[Aim of the task] Please copy everything from the start of the records down through the line containing "pixel 141 69", swapping "green bush" for "green shrub" and leaving all else unchanged.

Named object pointing records

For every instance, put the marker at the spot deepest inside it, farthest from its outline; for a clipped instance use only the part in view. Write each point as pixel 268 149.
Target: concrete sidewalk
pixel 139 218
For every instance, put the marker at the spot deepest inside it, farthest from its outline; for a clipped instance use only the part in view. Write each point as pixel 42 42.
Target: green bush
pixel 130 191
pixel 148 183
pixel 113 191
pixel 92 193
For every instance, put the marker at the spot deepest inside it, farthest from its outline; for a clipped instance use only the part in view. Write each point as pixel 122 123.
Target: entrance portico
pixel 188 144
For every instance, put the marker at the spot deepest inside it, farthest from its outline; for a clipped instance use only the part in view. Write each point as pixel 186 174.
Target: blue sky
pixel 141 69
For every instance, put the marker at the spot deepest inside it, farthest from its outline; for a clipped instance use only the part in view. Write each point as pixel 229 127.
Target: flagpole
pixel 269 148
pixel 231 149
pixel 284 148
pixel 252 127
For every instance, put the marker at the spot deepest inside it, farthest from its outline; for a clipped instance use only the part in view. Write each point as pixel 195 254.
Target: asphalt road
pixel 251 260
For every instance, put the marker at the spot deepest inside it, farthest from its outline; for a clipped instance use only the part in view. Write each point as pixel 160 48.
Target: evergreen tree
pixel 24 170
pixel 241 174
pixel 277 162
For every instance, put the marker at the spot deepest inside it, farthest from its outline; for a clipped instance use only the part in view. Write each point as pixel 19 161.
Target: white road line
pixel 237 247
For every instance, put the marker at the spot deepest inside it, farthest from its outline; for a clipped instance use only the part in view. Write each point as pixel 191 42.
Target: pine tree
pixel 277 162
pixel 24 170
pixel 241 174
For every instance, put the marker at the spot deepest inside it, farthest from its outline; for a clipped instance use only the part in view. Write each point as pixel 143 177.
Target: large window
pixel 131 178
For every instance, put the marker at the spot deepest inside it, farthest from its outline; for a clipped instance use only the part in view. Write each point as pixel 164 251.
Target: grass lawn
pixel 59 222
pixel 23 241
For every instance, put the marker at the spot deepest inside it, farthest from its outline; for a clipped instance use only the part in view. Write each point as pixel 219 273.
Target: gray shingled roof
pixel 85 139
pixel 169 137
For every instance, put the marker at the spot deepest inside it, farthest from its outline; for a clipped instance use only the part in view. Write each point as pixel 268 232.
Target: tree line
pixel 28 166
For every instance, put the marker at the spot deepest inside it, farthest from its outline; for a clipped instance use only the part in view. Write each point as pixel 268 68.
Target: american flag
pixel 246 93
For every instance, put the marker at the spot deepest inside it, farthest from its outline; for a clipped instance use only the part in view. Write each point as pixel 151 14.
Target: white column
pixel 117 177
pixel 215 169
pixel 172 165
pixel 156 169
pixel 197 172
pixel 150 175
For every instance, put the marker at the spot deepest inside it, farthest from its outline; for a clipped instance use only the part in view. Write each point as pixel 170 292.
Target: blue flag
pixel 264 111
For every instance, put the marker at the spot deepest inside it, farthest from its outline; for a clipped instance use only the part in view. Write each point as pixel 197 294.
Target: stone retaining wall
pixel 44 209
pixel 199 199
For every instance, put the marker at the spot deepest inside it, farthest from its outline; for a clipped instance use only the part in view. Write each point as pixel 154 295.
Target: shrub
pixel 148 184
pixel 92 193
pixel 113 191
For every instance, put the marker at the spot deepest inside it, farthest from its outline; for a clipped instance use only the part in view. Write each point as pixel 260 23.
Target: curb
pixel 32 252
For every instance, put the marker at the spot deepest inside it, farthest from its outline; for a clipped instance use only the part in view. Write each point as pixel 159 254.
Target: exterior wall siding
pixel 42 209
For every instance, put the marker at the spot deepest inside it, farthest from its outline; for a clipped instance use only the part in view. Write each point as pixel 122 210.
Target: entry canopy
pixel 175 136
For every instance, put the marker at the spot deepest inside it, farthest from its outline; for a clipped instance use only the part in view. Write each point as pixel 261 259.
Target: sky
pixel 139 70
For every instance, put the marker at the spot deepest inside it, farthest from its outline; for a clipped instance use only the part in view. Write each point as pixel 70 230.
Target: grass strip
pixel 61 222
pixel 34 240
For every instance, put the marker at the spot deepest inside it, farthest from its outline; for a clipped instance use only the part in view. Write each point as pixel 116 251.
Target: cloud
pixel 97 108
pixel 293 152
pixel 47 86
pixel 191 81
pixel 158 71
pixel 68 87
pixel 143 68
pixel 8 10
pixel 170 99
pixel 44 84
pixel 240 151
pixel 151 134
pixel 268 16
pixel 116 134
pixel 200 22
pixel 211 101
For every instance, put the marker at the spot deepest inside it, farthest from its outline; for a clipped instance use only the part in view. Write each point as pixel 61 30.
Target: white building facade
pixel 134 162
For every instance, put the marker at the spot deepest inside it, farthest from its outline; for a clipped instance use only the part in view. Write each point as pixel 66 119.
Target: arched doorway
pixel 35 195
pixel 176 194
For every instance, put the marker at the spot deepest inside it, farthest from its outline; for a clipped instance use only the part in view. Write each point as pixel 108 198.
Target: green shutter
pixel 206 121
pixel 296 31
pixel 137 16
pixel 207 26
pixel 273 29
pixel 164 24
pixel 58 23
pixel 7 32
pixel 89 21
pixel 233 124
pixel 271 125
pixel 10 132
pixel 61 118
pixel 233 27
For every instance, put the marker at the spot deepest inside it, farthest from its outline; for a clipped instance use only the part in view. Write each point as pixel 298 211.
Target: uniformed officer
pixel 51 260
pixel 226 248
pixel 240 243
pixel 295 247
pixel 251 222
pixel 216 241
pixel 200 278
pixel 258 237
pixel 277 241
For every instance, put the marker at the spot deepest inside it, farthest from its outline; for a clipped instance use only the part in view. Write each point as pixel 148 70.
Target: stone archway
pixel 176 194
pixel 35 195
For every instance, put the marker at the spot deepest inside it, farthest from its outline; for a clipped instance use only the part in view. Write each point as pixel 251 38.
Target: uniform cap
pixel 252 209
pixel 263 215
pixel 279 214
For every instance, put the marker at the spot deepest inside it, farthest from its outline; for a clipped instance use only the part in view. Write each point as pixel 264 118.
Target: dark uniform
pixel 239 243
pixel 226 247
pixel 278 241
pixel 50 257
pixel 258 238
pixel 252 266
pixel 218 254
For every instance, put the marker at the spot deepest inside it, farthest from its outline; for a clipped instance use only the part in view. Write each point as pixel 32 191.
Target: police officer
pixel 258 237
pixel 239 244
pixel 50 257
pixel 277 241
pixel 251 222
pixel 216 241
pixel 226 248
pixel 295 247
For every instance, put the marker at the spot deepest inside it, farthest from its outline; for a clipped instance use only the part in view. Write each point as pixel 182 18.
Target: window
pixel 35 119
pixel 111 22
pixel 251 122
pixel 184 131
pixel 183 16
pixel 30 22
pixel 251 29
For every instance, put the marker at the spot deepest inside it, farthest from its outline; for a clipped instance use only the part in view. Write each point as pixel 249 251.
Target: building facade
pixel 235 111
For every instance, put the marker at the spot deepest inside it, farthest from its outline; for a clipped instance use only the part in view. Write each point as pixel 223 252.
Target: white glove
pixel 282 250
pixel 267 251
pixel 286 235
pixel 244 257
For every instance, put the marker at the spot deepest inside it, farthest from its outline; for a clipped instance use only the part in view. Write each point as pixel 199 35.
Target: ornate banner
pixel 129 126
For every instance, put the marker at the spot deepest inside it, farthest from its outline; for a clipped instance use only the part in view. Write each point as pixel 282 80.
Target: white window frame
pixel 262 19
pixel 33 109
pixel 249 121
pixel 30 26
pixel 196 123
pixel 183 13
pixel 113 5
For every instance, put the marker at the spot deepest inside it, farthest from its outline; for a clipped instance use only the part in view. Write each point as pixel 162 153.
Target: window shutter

[Output for this exercise]
For every instance, put the marker at the spot deepest inside it, farthest from its outline; for a clipped instance use only the part in view. Write each point as pixel 268 149.
Target: concrete sidewalk
pixel 139 218
For every instance, put the marker at the spot deepest inside it, farthest from its outline; for a clipped instance use only the part in view. Write each point as pixel 42 42.
Target: green shrub
pixel 130 191
pixel 148 183
pixel 113 191
pixel 92 193
For every instance, put the marker at the spot deepest inside it, farthest from its outline; for a clipped instance use only the part in view. Write each point as pixel 122 123.
Target: entrance portico
pixel 188 144
For every instance, put the marker at the spot deepest inside it, farthest from its outline; for a clipped instance use only the part in view. Write each point as pixel 186 174.
Target: blue sky
pixel 141 69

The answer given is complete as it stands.